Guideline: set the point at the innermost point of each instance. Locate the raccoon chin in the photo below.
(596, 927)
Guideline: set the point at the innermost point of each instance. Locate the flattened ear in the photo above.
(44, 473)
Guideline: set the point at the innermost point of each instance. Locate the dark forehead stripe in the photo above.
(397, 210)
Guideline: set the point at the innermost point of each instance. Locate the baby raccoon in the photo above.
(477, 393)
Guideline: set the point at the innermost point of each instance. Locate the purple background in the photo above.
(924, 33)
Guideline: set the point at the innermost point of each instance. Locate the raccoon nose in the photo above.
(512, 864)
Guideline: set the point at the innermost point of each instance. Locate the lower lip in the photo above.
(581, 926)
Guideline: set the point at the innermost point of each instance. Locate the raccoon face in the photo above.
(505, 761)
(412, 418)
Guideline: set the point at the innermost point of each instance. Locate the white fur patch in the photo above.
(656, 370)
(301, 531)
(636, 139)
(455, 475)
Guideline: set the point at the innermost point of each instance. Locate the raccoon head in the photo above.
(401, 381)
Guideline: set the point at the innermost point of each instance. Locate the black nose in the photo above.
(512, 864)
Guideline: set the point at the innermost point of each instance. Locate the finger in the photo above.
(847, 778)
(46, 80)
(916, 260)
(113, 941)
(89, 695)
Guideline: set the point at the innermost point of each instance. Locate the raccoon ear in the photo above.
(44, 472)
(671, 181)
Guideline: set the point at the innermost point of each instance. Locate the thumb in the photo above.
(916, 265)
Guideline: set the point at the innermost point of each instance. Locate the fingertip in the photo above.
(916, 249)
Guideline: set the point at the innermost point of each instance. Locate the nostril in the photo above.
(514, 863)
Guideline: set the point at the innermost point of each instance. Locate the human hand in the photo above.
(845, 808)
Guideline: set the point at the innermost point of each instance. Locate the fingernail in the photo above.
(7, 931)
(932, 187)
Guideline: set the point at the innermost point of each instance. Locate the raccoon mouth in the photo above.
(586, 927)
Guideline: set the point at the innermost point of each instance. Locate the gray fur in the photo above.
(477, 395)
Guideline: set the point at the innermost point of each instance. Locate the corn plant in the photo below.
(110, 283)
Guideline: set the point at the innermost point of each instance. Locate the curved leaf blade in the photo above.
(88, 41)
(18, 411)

:: Task to carry out ::
Rescale the stretch from the line containing "blade in the photo above." through the end of the rows, writing out every line again with the request included and each point coordinate multiplied by 1.3 and rounded to a whole number, halves rounding up. Give only those lines.

:: Finished answer ::
Guideline: set the point at the innermost point of each instance. Locate the curved leaf blade in the photo above.
(114, 53)
(23, 534)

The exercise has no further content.